- **TEXTO PROPUESTO**
····················

El Decreto 79 del general
Miguel Cabanellas fue publicado en el Boletín Oficial de la Junta de Defensa
Nacional del 4 de septiembre de 1936. En su preámbulo, leemos que «se hace
necesaria en los actuales momentos, para mayor eficiencia del movimiento
militar y ciudadano, que la norma en las actuaciones judiciales castrenses sea
la rapidez».
Como consecuencia de esa
rapidez, en el artículo 1 se establece que «todas las causas de que conozcan
las jurisdicciones de guerra se instruirán por los trámites del juicio
sumarísimo que se establecen en el título XIX, tratado tercero, del Código de
Justicia Militar».
El Decreto 55, publicado
en el número 22 del Boletín Oficial del Estado correspondiente al 5 de
noviembre de 1936, y también en su preámbulo, recalca que las actuaciones
sujetas a los sumarísimos deberán estar caracterizadas por la rapidez y la
ejemplaridad. De esta última, por desgracia, no hay duda alguna y conocemos sus consecuencias
dramáticas, pero de la primera cabe dudar.
El archivero Diego Castro
Campano, en un artículo de 2010 ya citado en anteriores entradas, acude a las
fuentes legales y con acierto establece que el procedimiento sumarísimo «es un
proceso judicial en el que las distintas partes ordinarias del mismo se
acumulan en un solo acto y, generalmente, en un solo momento, de tal suerte que
se instruyen, aportan y valoran las pruebas, juzga, condena y se ejecuta la
sentencia en un plazo brevísimo, incluso solo de horas» (p. 11).
La teoría es la expuesta arriba, pero la práctica analizada por los historiadores evidencia una realidad
bien distinta. En mis libros dedicados a estos procedimientos en relación con los periodistas y escritores nunca he visto
uno que se resolviera en un solo acto y, desde luego, la duración de los mismos
excede en mucho a esas horas indicadas en el texto citado.
Los más rápidos se
desarrollan en un plazo inferior a los seis meses, la mayoría oscilan entre el
medio año y el año y algunos, pocos, se prolongan más allá de estos períodos.
La razón es fácilmente deducible: la masificación, que también impidió otro de
los supuestos objetivos, que era emplear el menor número posible de oficiales
del Ejército en estos menesteres.

····················

[Datos registrados]
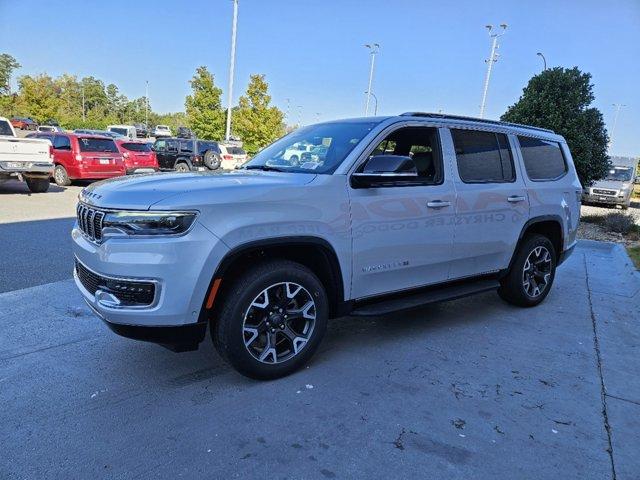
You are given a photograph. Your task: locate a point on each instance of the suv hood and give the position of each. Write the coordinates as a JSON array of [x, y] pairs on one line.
[[141, 192]]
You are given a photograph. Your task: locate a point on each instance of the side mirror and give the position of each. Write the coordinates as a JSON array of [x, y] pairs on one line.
[[385, 170]]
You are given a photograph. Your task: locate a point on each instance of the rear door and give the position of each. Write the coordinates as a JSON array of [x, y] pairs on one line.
[[403, 232], [492, 204]]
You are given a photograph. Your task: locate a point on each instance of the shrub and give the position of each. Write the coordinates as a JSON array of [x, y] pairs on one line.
[[619, 223]]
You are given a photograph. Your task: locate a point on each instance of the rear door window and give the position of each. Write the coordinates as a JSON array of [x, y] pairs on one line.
[[61, 142], [483, 157], [137, 147], [543, 160], [97, 145]]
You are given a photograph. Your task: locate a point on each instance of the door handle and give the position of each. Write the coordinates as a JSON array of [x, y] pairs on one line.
[[438, 204]]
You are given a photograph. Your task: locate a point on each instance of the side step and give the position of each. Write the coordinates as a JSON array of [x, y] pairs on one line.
[[416, 300]]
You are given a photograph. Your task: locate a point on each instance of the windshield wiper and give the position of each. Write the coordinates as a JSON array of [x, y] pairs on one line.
[[264, 168]]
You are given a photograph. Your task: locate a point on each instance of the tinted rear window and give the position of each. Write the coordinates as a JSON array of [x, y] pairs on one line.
[[97, 145], [137, 147], [543, 160], [483, 157], [5, 129]]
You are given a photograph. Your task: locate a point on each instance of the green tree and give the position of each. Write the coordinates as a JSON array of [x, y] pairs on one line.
[[39, 97], [560, 99], [7, 65], [255, 121], [204, 106]]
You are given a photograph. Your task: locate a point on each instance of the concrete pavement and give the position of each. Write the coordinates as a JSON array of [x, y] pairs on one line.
[[467, 389]]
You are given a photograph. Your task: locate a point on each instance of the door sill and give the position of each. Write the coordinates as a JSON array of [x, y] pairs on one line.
[[417, 299]]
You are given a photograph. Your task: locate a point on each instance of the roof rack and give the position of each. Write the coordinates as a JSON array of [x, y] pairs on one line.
[[473, 119]]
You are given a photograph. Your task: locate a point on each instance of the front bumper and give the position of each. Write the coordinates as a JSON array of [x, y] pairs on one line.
[[180, 267], [605, 199]]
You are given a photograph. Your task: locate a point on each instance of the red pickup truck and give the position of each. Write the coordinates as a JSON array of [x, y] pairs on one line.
[[80, 157]]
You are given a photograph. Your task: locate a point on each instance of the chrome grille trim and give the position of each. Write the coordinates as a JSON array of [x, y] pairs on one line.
[[90, 221]]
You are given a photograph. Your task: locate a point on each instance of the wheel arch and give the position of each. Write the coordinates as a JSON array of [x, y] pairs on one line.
[[548, 225], [315, 253]]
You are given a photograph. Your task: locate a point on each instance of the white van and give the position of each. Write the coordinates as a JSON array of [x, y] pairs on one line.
[[126, 130]]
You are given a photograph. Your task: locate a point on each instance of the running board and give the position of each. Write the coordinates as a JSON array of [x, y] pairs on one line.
[[416, 300]]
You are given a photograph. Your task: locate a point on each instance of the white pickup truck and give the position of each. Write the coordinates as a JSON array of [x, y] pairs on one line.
[[27, 159]]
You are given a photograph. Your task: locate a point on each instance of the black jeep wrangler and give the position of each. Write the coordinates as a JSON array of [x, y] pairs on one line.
[[179, 154]]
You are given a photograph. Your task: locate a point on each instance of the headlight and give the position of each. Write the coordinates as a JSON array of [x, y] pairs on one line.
[[147, 223]]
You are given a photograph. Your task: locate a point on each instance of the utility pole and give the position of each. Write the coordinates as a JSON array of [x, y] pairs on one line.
[[618, 107], [373, 49], [232, 65], [146, 105], [493, 58], [544, 60]]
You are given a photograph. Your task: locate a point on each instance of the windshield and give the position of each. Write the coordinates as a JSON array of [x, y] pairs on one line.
[[97, 145], [317, 148], [619, 174], [137, 147], [5, 129]]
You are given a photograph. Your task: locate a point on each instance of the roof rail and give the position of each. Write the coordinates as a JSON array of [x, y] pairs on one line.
[[472, 119]]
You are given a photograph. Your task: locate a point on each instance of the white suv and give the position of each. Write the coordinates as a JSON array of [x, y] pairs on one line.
[[397, 212]]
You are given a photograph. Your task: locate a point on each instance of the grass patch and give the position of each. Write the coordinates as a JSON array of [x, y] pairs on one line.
[[634, 253]]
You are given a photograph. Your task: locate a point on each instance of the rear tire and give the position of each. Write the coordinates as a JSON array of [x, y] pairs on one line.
[[271, 320], [532, 273], [61, 177], [37, 185], [182, 167]]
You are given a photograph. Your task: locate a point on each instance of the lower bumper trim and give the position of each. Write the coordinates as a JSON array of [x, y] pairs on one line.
[[182, 338]]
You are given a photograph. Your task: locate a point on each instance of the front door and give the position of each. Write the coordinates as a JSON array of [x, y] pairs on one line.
[[403, 232], [492, 204]]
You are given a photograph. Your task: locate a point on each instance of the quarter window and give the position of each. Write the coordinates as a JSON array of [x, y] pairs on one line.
[[543, 160], [483, 157]]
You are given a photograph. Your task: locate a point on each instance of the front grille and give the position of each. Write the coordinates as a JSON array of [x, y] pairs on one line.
[[90, 221], [602, 191], [130, 293]]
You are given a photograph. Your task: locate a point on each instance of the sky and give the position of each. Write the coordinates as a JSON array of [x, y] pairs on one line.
[[312, 52]]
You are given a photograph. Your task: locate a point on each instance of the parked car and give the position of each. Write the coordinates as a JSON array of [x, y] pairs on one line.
[[178, 154], [401, 211], [102, 133], [24, 123], [49, 128], [617, 187], [162, 131], [138, 156], [128, 131], [142, 131], [232, 156], [83, 157], [27, 159], [184, 132]]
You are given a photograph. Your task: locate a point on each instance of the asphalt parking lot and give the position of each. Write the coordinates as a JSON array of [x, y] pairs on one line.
[[467, 389]]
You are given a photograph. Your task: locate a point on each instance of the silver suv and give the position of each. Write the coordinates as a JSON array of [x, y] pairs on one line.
[[396, 212]]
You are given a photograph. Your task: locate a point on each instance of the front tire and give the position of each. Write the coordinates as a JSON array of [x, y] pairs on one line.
[[271, 320], [61, 177], [532, 273], [37, 185]]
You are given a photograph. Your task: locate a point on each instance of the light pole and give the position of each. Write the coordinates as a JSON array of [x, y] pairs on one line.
[[232, 65], [373, 48], [146, 104], [618, 107], [544, 60], [493, 57], [375, 107]]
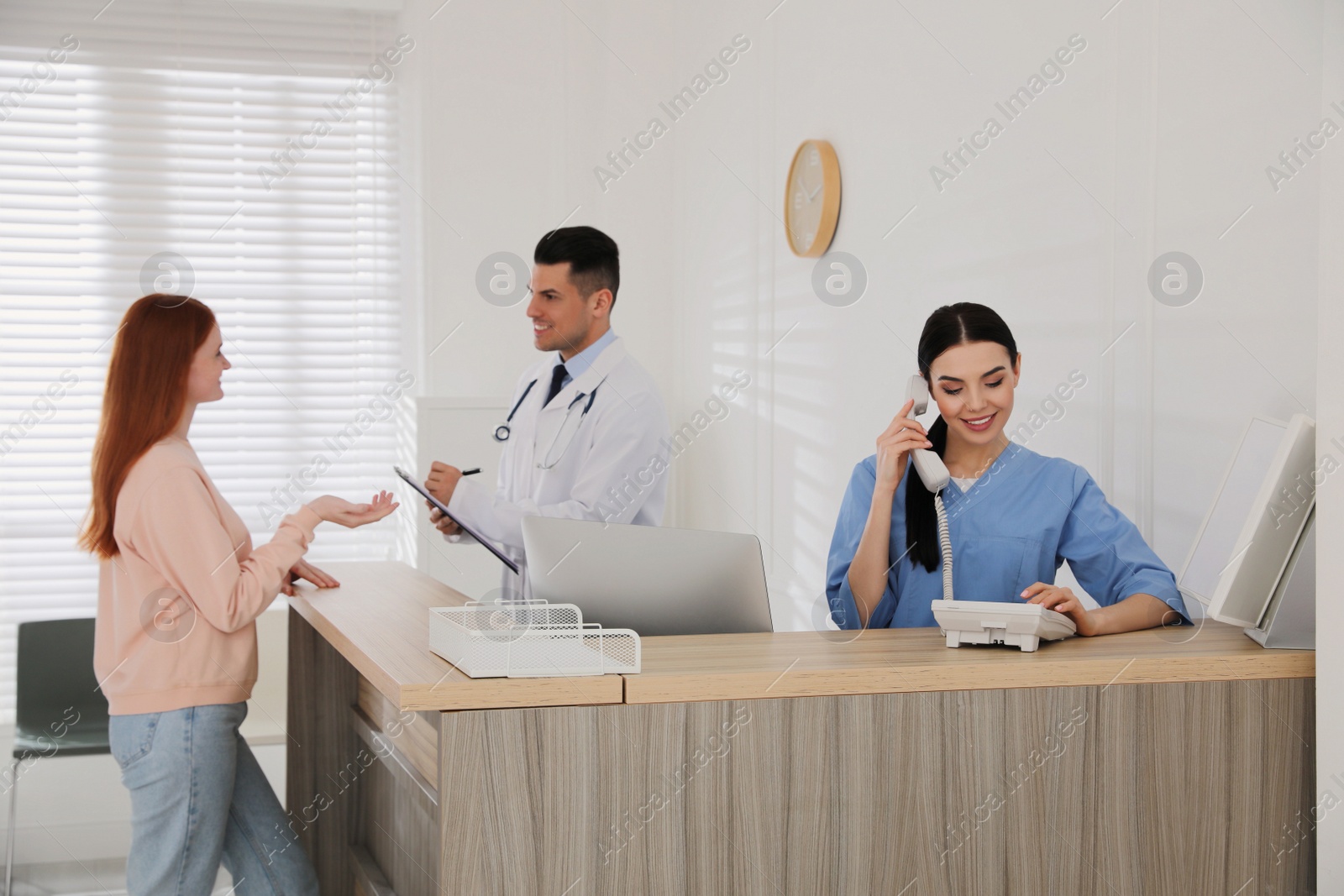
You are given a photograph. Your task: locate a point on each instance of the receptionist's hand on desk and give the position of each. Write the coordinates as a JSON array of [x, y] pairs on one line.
[[1136, 611]]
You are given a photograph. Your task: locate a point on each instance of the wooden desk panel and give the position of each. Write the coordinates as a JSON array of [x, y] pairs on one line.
[[1166, 789], [866, 762], [378, 620], [811, 664]]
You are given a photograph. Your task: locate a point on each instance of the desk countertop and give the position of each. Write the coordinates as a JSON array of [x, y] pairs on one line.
[[380, 621]]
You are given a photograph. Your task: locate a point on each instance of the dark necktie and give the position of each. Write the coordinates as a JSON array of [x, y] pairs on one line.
[[557, 375]]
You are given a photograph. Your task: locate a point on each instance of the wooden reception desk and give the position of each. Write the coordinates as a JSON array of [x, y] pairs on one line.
[[1173, 761]]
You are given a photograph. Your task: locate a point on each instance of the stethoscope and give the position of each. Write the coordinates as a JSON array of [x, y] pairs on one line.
[[503, 432]]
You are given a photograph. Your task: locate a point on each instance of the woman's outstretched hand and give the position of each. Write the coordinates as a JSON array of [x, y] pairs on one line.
[[342, 512], [898, 439], [306, 570]]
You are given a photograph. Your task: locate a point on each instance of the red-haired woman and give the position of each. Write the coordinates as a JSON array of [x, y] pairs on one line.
[[179, 589]]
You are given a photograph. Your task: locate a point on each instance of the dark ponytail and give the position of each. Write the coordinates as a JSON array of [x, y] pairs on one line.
[[948, 327]]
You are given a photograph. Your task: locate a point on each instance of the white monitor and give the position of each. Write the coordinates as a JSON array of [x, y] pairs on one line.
[[1254, 523]]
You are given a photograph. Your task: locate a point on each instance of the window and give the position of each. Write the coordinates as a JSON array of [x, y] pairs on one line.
[[248, 155]]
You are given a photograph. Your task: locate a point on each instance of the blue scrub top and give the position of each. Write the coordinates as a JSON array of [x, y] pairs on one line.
[[1021, 519]]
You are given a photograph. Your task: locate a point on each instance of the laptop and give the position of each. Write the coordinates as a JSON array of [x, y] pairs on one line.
[[654, 579]]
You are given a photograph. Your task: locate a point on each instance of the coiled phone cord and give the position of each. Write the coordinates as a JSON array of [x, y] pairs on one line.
[[945, 546]]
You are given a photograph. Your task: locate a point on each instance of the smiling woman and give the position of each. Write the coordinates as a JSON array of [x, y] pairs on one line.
[[1019, 517]]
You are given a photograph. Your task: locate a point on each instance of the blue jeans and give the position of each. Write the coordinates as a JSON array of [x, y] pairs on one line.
[[199, 799]]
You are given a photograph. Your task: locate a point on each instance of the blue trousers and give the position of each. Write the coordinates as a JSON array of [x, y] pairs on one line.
[[199, 799]]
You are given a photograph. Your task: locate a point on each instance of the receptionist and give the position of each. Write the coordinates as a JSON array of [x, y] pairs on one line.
[[1014, 515]]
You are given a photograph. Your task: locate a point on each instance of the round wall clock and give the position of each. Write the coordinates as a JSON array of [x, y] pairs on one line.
[[812, 201]]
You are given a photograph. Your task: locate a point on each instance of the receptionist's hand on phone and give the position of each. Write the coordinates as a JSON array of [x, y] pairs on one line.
[[898, 439], [1062, 600]]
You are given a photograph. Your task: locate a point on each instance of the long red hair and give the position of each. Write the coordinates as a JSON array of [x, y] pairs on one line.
[[143, 401]]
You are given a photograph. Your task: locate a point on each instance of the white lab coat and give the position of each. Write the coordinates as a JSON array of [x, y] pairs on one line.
[[615, 468]]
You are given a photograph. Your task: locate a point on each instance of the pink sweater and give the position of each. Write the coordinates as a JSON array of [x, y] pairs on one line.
[[176, 605]]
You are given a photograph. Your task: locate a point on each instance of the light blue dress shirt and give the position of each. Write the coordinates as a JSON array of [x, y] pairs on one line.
[[1016, 526], [580, 363]]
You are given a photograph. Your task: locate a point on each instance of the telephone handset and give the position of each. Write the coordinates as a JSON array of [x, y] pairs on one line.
[[931, 468]]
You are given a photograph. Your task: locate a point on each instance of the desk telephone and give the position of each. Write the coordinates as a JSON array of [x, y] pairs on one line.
[[1023, 625]]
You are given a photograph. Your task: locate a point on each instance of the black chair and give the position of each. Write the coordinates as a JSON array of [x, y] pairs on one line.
[[60, 707]]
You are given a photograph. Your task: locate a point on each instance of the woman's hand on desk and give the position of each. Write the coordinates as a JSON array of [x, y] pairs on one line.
[[342, 512], [1063, 600], [1132, 614], [307, 571]]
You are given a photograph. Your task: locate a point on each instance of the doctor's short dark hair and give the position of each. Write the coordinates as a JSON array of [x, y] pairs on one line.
[[593, 257]]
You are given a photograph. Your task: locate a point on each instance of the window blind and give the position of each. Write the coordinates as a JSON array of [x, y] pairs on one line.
[[245, 154]]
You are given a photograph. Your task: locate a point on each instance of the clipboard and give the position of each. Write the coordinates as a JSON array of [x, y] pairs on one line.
[[463, 526]]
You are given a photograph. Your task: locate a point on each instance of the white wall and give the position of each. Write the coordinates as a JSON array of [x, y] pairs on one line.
[[1330, 512]]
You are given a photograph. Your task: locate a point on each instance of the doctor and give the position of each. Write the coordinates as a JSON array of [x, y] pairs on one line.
[[582, 438]]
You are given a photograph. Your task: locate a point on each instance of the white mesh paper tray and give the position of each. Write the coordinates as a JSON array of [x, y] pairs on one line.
[[528, 640]]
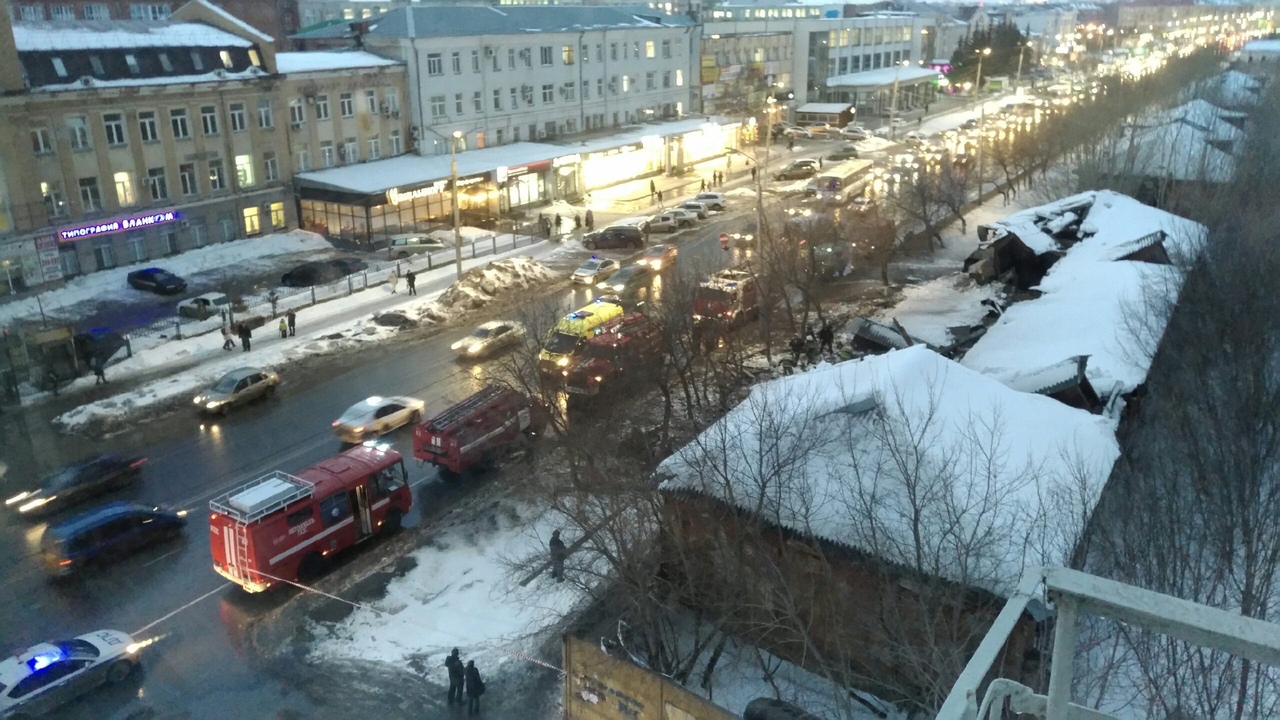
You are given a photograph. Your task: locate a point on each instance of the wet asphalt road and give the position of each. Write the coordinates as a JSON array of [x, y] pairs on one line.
[[200, 666]]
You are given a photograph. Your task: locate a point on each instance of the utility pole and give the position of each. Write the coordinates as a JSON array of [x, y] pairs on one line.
[[453, 185]]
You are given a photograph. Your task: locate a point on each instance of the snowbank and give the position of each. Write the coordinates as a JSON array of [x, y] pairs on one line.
[[460, 595], [109, 285]]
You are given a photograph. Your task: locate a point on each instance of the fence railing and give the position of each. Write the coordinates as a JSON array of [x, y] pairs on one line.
[[261, 305]]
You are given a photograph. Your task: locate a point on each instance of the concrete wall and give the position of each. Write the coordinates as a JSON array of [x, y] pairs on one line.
[[600, 687]]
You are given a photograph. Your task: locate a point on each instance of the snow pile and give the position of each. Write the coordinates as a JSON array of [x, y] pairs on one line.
[[461, 593], [106, 285], [816, 452], [929, 310], [480, 286]]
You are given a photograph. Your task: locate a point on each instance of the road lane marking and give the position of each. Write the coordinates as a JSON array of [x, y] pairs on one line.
[[161, 619]]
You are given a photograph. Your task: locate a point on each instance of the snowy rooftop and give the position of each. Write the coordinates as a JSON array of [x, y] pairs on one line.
[[1092, 302], [110, 35], [881, 77], [408, 171], [822, 452], [318, 60]]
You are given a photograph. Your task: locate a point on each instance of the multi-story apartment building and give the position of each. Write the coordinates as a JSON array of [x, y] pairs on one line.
[[277, 18], [144, 139], [528, 73]]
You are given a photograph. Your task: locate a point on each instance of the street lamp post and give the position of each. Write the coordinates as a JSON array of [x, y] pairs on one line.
[[453, 185]]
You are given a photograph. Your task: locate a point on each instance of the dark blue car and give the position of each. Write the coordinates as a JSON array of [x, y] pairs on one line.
[[106, 533]]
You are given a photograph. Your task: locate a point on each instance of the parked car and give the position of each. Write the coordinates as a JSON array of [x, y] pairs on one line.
[[401, 246], [615, 236], [375, 417], [78, 482], [158, 281], [204, 306], [489, 338], [713, 200], [694, 206], [106, 533], [594, 270], [45, 677], [238, 387]]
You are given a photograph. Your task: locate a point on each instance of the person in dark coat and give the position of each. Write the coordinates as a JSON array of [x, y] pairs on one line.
[[558, 554], [475, 688], [455, 666], [826, 337]]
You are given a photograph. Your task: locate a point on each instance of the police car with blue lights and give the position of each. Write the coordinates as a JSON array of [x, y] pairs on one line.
[[45, 677]]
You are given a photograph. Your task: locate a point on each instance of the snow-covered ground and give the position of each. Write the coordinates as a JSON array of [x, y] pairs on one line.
[[464, 592], [321, 329], [108, 286]]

····················

- **COMPLETA LO SIGUIENTE**
1 – Según el texto sobre los juicios sumarísimos, ¿en qué fecha se publicó el Decreto 79 en el Boletín Oficial de la Junta de Defensa Nacional?
2 – Duplica sin cambios el fragmento del texto sobre los juicios sumarísimos que empieza con "Como consecuencia de" y sigue hasta "primera cabe dudar.".
Los ítems no son necesarios.

- **SOLUCIONES EN ORDEN**
1 – El 4 de septiembre de 1936.

2 –
Como consecuencia de esa
rapidez, en el artículo 1 se establece que «todas las causas de que conozcan
las jurisdicciones de guerra se instruirán por los trámites del juicio
sumarísimo que se establecen en el título XIX, tratado tercero, del Código de
Justicia Militar».
El Decreto 55, publicado
en el número 22 del Boletín Oficial del Estado correspondiente al 5 de
noviembre de 1936, y también en su preámbulo, recalca que las actuaciones
sujetas a los sumarísimos deberán estar caracterizadas por la rapidez y la
ejemplaridad. De esta última, por desgracia, no hay duda alguna y conocemos sus consecuencias
dramáticas, pero de la primera cabe dudar.